▶ YOUR GOAL:
Within the entries below, find each line containing the word "tall" and copy it.

▶ DATA:
===============
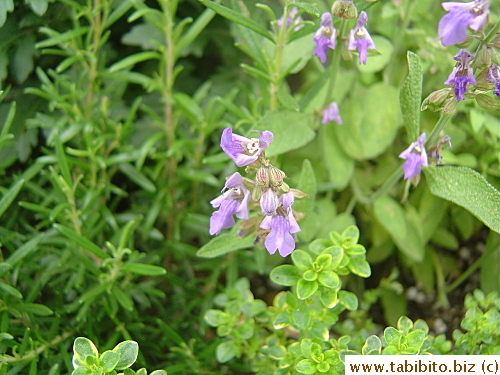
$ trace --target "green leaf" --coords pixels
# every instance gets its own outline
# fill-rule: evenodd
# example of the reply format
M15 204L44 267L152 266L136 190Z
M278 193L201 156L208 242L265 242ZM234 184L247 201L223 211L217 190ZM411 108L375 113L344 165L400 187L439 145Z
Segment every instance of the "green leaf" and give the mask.
M326 288L340 288L340 277L333 271L321 272L318 276L318 282Z
M113 371L120 360L120 354L115 351L106 350L101 355L101 366L104 372Z
M113 348L113 351L120 354L120 360L115 366L116 370L123 370L132 366L139 354L139 344L135 341L127 340L119 343Z
M127 311L133 311L134 310L134 302L132 301L132 298L125 293L118 285L113 285L111 288L111 293L113 296L116 298L118 303L120 304L121 307L123 307Z
M266 156L274 156L308 144L315 136L312 122L312 115L276 110L267 112L257 122L254 129L269 130L276 135L279 134L279 137L276 136L273 143L266 149Z
M83 366L88 356L97 357L99 352L94 343L86 337L77 337L73 342L73 367Z
M39 316L49 316L54 313L50 308L40 303L23 303L20 305L16 305L15 308L19 311Z
M42 16L47 11L47 7L49 3L54 0L27 0L26 2L30 5L33 12L35 12L38 16Z
M299 183L297 189L309 195L302 199L296 199L294 210L299 212L310 212L314 207L314 198L316 197L317 183L314 169L309 159L304 159L302 162L302 170L300 172Z
M306 271L312 268L312 258L304 250L295 250L292 253L292 260L295 266L301 271Z
M119 70L130 69L135 64L146 60L159 60L161 55L158 52L146 51L134 53L132 55L128 55L127 57L121 59L120 61L115 62L108 68L110 73L117 72Z
M144 190L154 193L156 186L147 178L142 172L138 171L129 163L118 164L118 168L123 172L131 181L142 187Z
M217 350L215 352L215 356L217 357L217 361L219 361L219 363L225 363L239 355L240 349L234 341L226 341L217 345Z
M316 363L311 361L310 359L303 359L297 366L295 366L295 370L300 372L301 374L316 374Z
M220 234L212 238L207 244L203 245L196 253L202 258L215 258L236 250L248 249L253 246L251 236L241 238L233 233Z
M122 270L146 276L160 276L167 273L163 267L143 263L125 263Z
M23 260L27 255L31 252L38 250L38 244L45 237L45 233L37 234L31 240L23 244L16 251L14 251L6 260L5 263L10 264L11 266L16 265L18 262Z
M299 329L307 329L311 323L311 311L306 304L300 304L298 308L292 312L292 320L295 326Z
M404 210L398 202L389 196L382 196L373 202L373 212L403 254L415 262L424 259L422 239L416 229L408 224Z
M157 50L158 45L164 41L160 30L150 23L140 23L123 34L121 42L129 46L140 46L144 50Z
M14 199L16 199L17 194L21 191L21 188L23 187L24 180L20 179L14 185L10 187L9 190L4 194L2 199L0 200L0 216L3 215L3 213L9 208L9 206L12 204Z
M23 298L23 295L21 294L21 292L19 292L16 288L14 288L13 286L11 286L9 284L5 284L1 281L0 281L0 291L7 293L7 294L10 294L11 296L13 296L17 299Z
M365 341L365 345L361 349L363 355L378 355L382 350L382 342L378 336L371 335Z
M81 234L76 233L73 229L60 224L54 224L54 228L56 228L59 233L68 238L75 245L78 245L81 248L90 251L92 254L98 256L99 258L107 259L110 257L110 255L102 251L99 246L97 246L89 239L83 237Z
M278 285L293 286L300 279L300 273L291 264L282 264L271 271L270 277Z
M337 289L322 288L319 299L325 307L331 309L338 302Z
M330 246L324 249L321 254L330 254L332 256L332 263L330 263L330 268L335 269L338 267L342 258L344 257L344 249L340 246Z
M427 334L424 331L416 330L406 335L406 343L411 348L420 349L426 338Z
M353 274L361 277L370 277L370 275L372 274L370 264L366 261L364 255L351 256L347 268L349 268L349 271L351 271Z
M211 327L218 327L229 322L229 315L224 311L210 309L205 313L205 321Z
M319 139L323 151L322 163L328 173L328 181L336 189L343 189L351 181L354 173L354 160L344 151L337 137L339 129L335 126L322 126Z
M401 333L394 327L387 327L384 330L384 340L389 345L398 346Z
M500 233L500 192L466 167L424 168L432 194L462 206Z
M345 306L347 310L356 311L358 309L358 297L352 292L341 290L339 292L340 303Z
M422 67L418 56L408 51L408 76L406 77L399 99L401 112L406 127L408 142L413 142L420 135L420 103L422 101Z
M7 19L7 12L12 12L13 10L14 10L14 0L0 1L0 27L3 26L5 20Z
M297 297L301 300L311 297L318 290L317 281L299 279L297 282Z
M221 15L224 18L227 18L230 21L233 21L241 26L244 26L252 31L255 31L257 34L262 35L263 37L273 40L272 34L269 32L269 30L263 28L260 26L257 22L253 21L252 19L245 17L244 15L235 12L234 10L225 7L223 5L220 5L214 1L210 0L199 0L200 3L205 5L207 8L212 9L219 15Z
M321 15L321 12L319 11L318 7L316 7L316 5L306 3L305 1L295 1L293 3L293 6L302 9L304 12L309 13L315 17L319 17Z
M357 85L342 109L346 125L335 127L335 131L340 146L351 158L372 159L393 144L401 125L399 92L394 86L376 83L365 88Z
M182 51L188 47L200 33L207 27L215 16L215 12L211 9L205 9L189 27L184 35L175 44L175 54L180 56Z
M35 54L35 35L27 34L21 37L12 59L13 73L17 83L23 83L33 72L33 56Z

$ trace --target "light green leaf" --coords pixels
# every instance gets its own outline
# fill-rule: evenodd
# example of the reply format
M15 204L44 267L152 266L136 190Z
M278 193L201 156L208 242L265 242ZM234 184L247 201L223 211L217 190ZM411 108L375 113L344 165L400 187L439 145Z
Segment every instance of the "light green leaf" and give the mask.
M7 12L12 12L13 10L14 10L14 0L0 1L0 27L3 26L5 20L7 19Z
M77 337L73 342L73 368L83 366L88 356L97 357L99 352L92 341L86 337Z
M45 233L37 234L31 240L23 244L16 251L14 251L6 260L5 263L11 266L16 265L18 262L23 260L31 252L38 250L38 244L45 237Z
M295 370L301 374L316 374L316 364L310 359L303 359L297 363Z
M26 2L29 3L33 12L35 12L38 16L42 16L47 11L49 3L53 1L54 0L27 0Z
M382 154L393 143L401 125L399 92L385 83L376 83L368 89L355 86L341 112L344 125L335 128L338 140L356 160Z
M321 15L321 13L316 5L306 3L305 1L295 1L293 3L293 6L300 8L304 12L309 13L315 17L319 17Z
M245 17L244 15L232 10L231 8L220 5L214 1L211 0L199 0L199 1L207 8L212 9L222 17L227 18L228 20L233 21L237 24L240 24L241 26L244 26L250 30L253 30L257 34L260 34L269 40L273 40L273 36L269 32L269 30L263 28L261 25L259 25L252 19Z
M347 310L356 311L358 309L358 297L352 292L341 290L339 292L340 303L345 306Z
M120 360L120 354L115 351L106 350L101 355L101 366L104 372L113 371Z
M12 60L13 73L18 83L23 83L33 71L33 55L35 54L35 35L27 34L17 44Z
M375 73L384 69L391 61L392 51L394 50L394 46L389 39L381 35L373 35L372 38L377 47L376 52L373 55L370 52L368 53L366 65L357 64L359 71L363 73ZM354 59L358 60L358 57L356 56Z
M140 46L143 50L158 50L164 40L160 30L150 23L133 26L128 33L123 34L121 42L129 46Z
M275 134L266 149L266 156L283 154L308 144L315 136L312 115L295 111L269 111L256 124L256 130L269 130ZM253 133L255 136L255 133ZM279 135L279 136L278 136Z
M225 363L240 355L240 350L234 341L226 341L217 346L215 356L219 363Z
M314 198L316 197L316 175L309 159L304 159L302 162L302 171L299 177L297 189L309 195L308 197L296 199L294 210L299 212L310 212L314 207Z
M317 281L299 279L297 282L297 297L301 300L311 297L318 290Z
M408 141L420 135L420 102L422 101L422 67L418 56L408 51L408 76L403 83L399 99Z
M432 194L462 206L500 233L500 192L478 172L466 167L425 168Z
M205 321L211 327L218 327L229 322L229 315L224 311L210 309L205 313Z
M292 320L299 329L306 329L311 323L311 311L306 304L301 304L292 312Z
M0 281L0 291L7 293L7 294L10 294L11 296L14 296L17 299L23 298L23 295L21 294L21 292L19 292L16 288L14 288L13 286L11 286L9 284L5 284L1 281Z
M196 255L202 258L215 258L236 250L252 247L253 240L251 236L241 238L233 233L220 234L203 245Z
M365 345L361 349L361 353L363 355L377 355L380 354L382 350L382 342L378 338L378 336L371 335L365 341Z
M113 351L120 354L120 360L115 366L116 370L123 370L132 366L139 354L139 344L135 341L127 340L119 343L113 348Z
M114 73L119 70L130 69L135 64L146 60L158 60L161 58L161 55L158 52L146 51L134 53L132 55L128 55L127 57L121 59L120 61L115 62L113 65L109 67L109 72Z
M175 45L175 54L180 56L184 48L189 46L198 35L207 27L210 21L214 18L215 12L211 9L205 9L189 27L184 35L177 41Z
M125 263L122 270L146 276L160 276L167 273L163 267L143 263Z

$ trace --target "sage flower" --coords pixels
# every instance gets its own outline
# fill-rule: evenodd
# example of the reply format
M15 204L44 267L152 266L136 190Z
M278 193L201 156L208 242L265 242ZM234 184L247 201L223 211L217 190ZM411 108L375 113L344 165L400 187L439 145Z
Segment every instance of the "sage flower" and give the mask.
M342 118L339 113L339 106L335 102L331 102L328 107L323 110L322 123L327 124L329 122L335 121L337 124L342 125Z
M226 189L227 191L225 191ZM212 213L209 233L211 235L219 234L222 229L231 228L234 225L233 215L239 219L247 220L250 198L250 191L246 188L243 177L238 172L228 177L222 194L210 202L212 207L219 208L219 210Z
M422 166L428 167L427 152L425 151L426 135L422 133L416 142L404 150L399 157L406 159L403 163L404 179L409 180L422 171Z
M467 27L479 31L490 13L490 0L447 1L441 5L448 12L439 21L438 34L443 46L462 43L467 38Z
M316 43L313 55L319 57L322 63L326 62L328 49L335 49L337 30L333 27L332 15L328 12L321 15L321 24L314 34L313 41Z
M238 167L252 164L273 141L273 133L270 131L258 133L259 138L249 139L233 134L233 129L226 128L222 132L220 146Z
M461 49L453 59L458 62L455 64L445 84L453 86L455 98L457 101L462 101L465 99L464 93L467 91L467 84L476 84L474 70L470 66L470 62L474 59L474 56L466 49Z
M279 198L280 206L275 215L269 215L262 220L260 227L271 231L264 241L264 246L270 254L278 250L282 257L286 257L295 250L294 234L300 232L292 212L294 196L292 192L283 194Z
M363 11L359 14L354 29L349 32L349 44L347 48L358 51L360 64L366 64L368 48L375 49L375 43L365 28L366 22L368 22L368 15Z
M295 18L295 16L297 15L298 12L299 12L299 9L296 7L293 7L290 10L290 13L288 13L288 17L286 18L286 22L285 22L286 28L290 27L292 22L293 22L293 25L295 26L293 28L294 31L299 31L300 29L302 29L302 27L304 27L304 25L300 24L302 22L302 17L299 16L299 17ZM278 30L283 27L283 17L278 18L277 25L278 25Z

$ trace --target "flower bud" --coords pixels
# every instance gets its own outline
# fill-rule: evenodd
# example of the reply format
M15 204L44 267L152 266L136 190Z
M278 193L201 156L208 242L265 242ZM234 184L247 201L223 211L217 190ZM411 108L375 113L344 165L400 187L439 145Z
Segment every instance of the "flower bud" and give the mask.
M332 5L332 14L335 17L352 19L358 17L358 10L352 0L337 0Z
M286 182L282 182L281 185L278 187L278 190L281 191L283 194L286 194L290 191L290 186Z
M257 174L255 176L258 186L269 186L269 168L267 166L261 166L257 169Z
M457 103L458 102L455 100L455 98L446 99L446 102L443 106L443 114L451 115L452 113L454 113L455 109L457 108Z
M422 102L421 110L424 111L429 108L431 111L436 112L439 111L443 107L444 101L450 95L450 89L441 89L434 91Z
M283 178L286 178L285 172L272 165L269 167L270 186L280 187L283 184Z
M500 102L486 94L476 95L476 102L484 109L500 109Z
M480 68L483 66L490 66L491 65L491 56L493 55L493 49L483 45L479 51L477 52L476 58L474 59L474 62L472 63L472 66L474 68Z
M495 35L491 44L493 45L493 48L495 48L497 51L500 51L500 33L497 33L497 35Z

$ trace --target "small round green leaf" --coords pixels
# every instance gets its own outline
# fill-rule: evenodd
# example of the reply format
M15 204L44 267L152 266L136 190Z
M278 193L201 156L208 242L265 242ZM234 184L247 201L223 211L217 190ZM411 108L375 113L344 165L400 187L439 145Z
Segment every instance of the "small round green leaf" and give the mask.
M295 250L298 251L298 250ZM293 254L293 253L292 253ZM300 279L300 273L291 264L283 264L271 271L271 280L278 285L293 286Z
M318 273L313 270L307 270L306 272L304 272L302 277L304 278L304 280L314 281L318 278Z
M333 271L321 272L318 276L318 282L326 288L339 289L340 277Z
M347 310L355 311L358 309L358 297L352 292L341 290L339 292L340 303L345 306Z
M137 359L139 354L139 344L135 341L127 340L119 343L113 351L120 354L120 360L116 364L116 370L123 370L130 367Z
M106 350L101 354L100 360L104 372L110 372L113 371L115 369L115 366L118 364L118 361L120 360L120 354L112 350Z
M331 254L321 254L316 258L314 262L318 267L321 267L322 270L325 270L330 267L332 264L333 257Z
M371 335L365 341L365 345L361 349L361 353L363 355L377 355L380 354L382 350L382 342L378 338L378 336Z
M301 374L315 374L316 373L316 364L310 359L303 359L297 366L295 366L295 370L300 372Z
M387 327L384 330L384 340L388 345L399 345L399 340L401 339L401 332L399 332L394 327Z
M312 258L304 250L295 250L292 253L292 260L295 266L301 271L306 271L312 267Z
M372 274L372 271L370 269L370 265L366 261L366 259L363 258L355 258L354 256L351 257L349 264L347 265L347 268L349 270L358 276L361 277L369 277Z
M217 357L217 361L219 361L219 363L225 363L239 355L240 349L234 341L226 341L219 344L215 352L215 356Z
M325 307L328 307L329 309L331 309L338 302L337 290L330 289L330 288L328 288L328 289L322 288L321 293L319 295L319 299Z
M321 254L329 254L332 257L329 268L335 269L339 266L344 257L344 249L341 246L330 246L324 249Z
M427 334L424 331L413 331L406 336L406 344L413 349L419 350L426 338Z
M297 283L297 297L301 300L311 297L318 290L317 281L299 279Z
M205 322L212 327L218 327L229 322L229 316L224 311L210 309L205 313Z
M99 352L94 343L86 337L77 337L73 343L73 367L83 366L88 356L97 357Z
M306 329L309 327L311 323L311 311L307 305L302 304L298 309L293 310L292 320L299 329Z

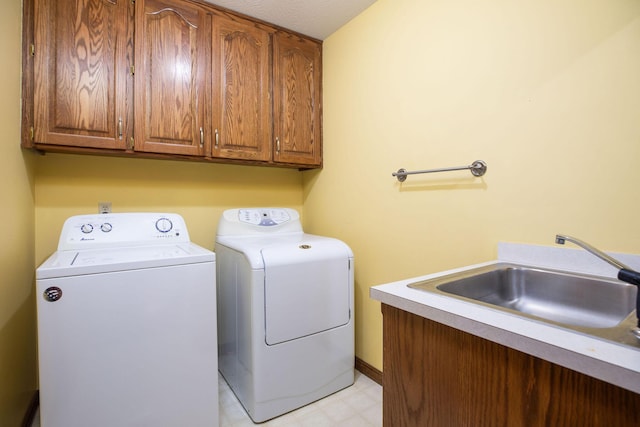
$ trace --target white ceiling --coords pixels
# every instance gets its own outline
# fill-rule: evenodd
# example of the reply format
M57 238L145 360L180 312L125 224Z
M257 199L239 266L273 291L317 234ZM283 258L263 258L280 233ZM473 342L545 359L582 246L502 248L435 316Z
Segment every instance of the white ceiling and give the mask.
M376 0L206 0L324 40Z

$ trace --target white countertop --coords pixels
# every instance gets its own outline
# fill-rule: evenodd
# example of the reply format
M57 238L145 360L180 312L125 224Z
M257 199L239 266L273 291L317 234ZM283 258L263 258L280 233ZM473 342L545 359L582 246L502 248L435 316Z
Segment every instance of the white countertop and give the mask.
M640 256L610 255L640 270ZM617 275L613 267L580 249L499 243L495 261L374 286L370 296L384 304L640 393L640 347L606 341L499 309L407 287L416 281L497 262L604 277L615 278Z

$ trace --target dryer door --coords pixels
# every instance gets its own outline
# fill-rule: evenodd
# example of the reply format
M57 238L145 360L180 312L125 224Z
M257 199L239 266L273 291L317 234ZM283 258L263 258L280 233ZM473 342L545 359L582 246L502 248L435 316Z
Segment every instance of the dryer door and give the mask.
M345 246L327 238L262 250L267 345L349 322L350 260Z

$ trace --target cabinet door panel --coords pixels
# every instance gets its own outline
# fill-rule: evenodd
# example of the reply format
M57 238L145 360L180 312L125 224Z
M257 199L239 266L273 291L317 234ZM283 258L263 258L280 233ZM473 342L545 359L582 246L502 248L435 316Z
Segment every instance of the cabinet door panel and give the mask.
M321 45L292 34L274 38L274 160L320 165Z
M132 113L130 2L34 6L35 142L124 149Z
M269 48L267 30L237 18L214 18L214 157L271 158Z
M382 304L383 425L638 426L640 394Z
M201 156L210 17L180 1L136 2L136 151Z

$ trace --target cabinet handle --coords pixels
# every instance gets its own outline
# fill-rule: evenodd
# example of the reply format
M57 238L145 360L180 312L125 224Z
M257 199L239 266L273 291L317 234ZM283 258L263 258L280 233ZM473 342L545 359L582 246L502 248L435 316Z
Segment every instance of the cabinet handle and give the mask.
M118 118L118 139L122 139L122 117Z
M216 148L218 148L218 143L220 142L220 134L218 133L218 129L216 129L214 132L216 134Z
M276 153L280 154L280 138L276 136Z
M200 127L200 147L204 147L204 129Z

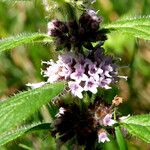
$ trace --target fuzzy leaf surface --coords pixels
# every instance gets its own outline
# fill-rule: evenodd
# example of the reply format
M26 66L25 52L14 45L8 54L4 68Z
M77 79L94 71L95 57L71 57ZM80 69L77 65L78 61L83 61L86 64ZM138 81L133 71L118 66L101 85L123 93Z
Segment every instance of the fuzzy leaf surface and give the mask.
M122 121L122 126L130 134L150 143L150 114L128 117Z
M42 129L50 129L50 123L32 123L31 125L25 125L22 127L19 127L17 129L13 129L9 132L4 132L0 136L0 146L15 140L16 138L24 135L25 133L29 131L35 131L35 130L42 130Z
M48 84L21 92L0 102L0 135L23 123L41 106L47 104L64 89L64 83Z
M103 25L110 31L124 32L145 40L150 40L150 16L133 17Z
M42 33L23 33L0 40L0 52L15 48L17 46L35 42L52 42L51 37Z

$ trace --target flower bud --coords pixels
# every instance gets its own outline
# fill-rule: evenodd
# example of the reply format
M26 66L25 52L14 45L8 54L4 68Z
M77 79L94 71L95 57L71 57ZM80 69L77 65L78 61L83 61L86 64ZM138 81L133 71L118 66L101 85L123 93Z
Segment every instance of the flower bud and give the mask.
M68 32L66 24L59 20L52 20L48 23L48 35L60 36Z

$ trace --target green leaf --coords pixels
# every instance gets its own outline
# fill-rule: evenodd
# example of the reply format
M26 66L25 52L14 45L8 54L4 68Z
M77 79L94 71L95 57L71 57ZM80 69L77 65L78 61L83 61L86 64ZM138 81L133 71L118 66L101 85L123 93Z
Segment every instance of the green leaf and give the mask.
M150 16L117 20L110 24L103 25L103 28L150 40Z
M0 102L0 134L19 125L64 89L64 83L25 91Z
M35 42L52 42L51 37L42 33L23 33L0 40L0 52Z
M116 139L117 139L117 143L119 146L120 150L127 150L127 144L125 142L125 139L120 131L120 127L115 127L115 134L116 134Z
M150 114L128 117L122 121L122 126L130 134L150 143Z
M11 130L9 132L4 132L0 136L0 146L22 136L23 134L29 132L29 131L35 131L35 130L41 130L41 129L50 129L50 123L33 123L31 125L25 125L23 127L17 128L15 130Z

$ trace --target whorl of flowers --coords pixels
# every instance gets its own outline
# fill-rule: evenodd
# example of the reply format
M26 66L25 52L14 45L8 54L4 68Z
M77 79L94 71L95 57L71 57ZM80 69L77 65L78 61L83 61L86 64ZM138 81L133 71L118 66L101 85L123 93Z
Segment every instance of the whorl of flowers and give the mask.
M59 55L56 62L43 62L49 65L43 75L50 83L68 81L71 93L79 98L83 98L84 91L96 94L98 87L110 89L110 84L117 80L117 70L112 57L105 55L102 49L97 49L95 56L90 57L66 52Z
M51 133L53 136L57 134L62 143L76 138L79 145L92 149L96 141L99 143L110 141L108 134L113 132L111 127L117 123L112 117L113 109L99 102L83 109L75 103L64 104L56 114Z
M63 22L52 20L48 23L48 35L55 38L57 47L71 46L79 49L84 46L91 48L90 42L105 41L106 35L99 29L102 17L98 17L94 10L86 10L78 21Z

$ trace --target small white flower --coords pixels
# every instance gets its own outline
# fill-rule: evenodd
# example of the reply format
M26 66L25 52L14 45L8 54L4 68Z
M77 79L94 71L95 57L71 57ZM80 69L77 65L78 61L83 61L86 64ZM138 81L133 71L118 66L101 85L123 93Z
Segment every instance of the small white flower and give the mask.
M115 120L111 119L112 118L112 114L107 114L104 118L103 118L103 125L104 126L112 126L116 123Z
M53 83L57 81L60 77L58 72L60 71L61 66L54 62L49 62L49 63L51 63L52 65L47 67L47 69L43 71L43 76L48 77L47 82Z
M77 97L79 97L80 99L83 98L83 95L82 95L83 88L79 85L78 82L69 81L69 82L68 82L68 85L69 85L69 88L70 88L70 90L71 90L71 93L72 93L74 96L77 96Z
M44 84L46 84L46 82L28 83L26 85L30 86L32 89L36 89L36 88L43 86Z
M109 142L110 139L107 137L107 133L105 131L98 133L98 143L102 142Z
M63 107L59 108L59 112L55 115L55 117L61 117L66 110Z

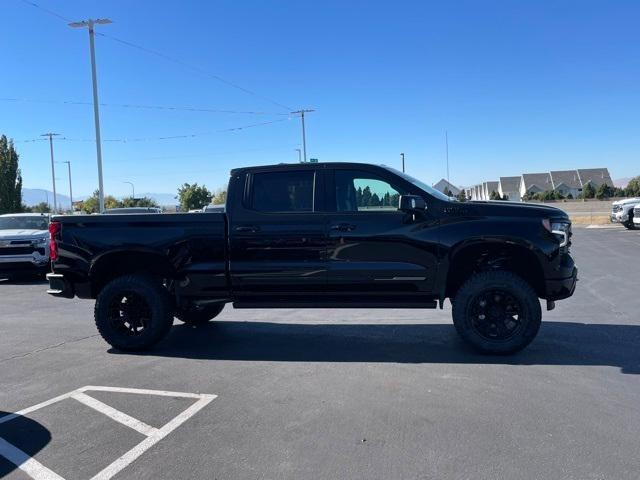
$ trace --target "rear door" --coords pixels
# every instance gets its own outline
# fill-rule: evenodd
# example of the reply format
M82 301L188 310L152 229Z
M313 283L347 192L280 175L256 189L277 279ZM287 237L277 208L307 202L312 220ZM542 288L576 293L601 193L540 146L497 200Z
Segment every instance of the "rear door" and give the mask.
M326 213L319 170L249 171L238 179L244 192L229 214L234 295L274 301L325 291Z
M431 295L437 267L437 222L398 210L417 194L397 176L336 168L329 174L329 293L358 300ZM420 298L423 299L423 298Z

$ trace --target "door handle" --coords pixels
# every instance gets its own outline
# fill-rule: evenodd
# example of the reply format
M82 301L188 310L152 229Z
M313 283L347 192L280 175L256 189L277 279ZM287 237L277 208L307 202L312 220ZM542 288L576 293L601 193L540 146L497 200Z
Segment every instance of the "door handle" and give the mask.
M339 232L351 232L356 229L356 226L351 223L337 223L331 225L331 230L337 230Z
M256 225L239 225L234 230L236 232L255 233L260 230L260 227Z

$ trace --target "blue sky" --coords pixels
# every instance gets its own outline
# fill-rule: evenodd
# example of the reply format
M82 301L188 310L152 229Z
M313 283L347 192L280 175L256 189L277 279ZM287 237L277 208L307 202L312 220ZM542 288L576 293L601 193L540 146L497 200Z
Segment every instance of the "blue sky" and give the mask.
M102 107L104 139L145 139L104 142L107 193L127 194L124 181L218 188L233 167L297 161L300 124L286 113L299 108L316 110L309 157L398 166L404 152L429 183L446 174L445 130L459 185L577 167L640 174L636 1L33 1L72 20L109 17L98 31L258 94L98 36L101 102L265 112ZM0 100L0 133L92 139L92 107L59 103L91 101L86 31L22 0L3 1L2 24L0 98L50 103ZM16 147L25 187L50 189L47 143ZM93 191L94 144L55 149L74 191Z

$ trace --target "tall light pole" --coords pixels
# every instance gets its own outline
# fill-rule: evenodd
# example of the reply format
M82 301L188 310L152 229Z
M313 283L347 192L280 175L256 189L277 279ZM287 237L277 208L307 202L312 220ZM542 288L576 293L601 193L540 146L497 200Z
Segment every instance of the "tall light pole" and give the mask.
===============
▶ OUTPUT OF THE EXERCISE:
$ trace --target "tall light pole" --coords pixels
Segment every instance of the "tall light pole" and give the mask.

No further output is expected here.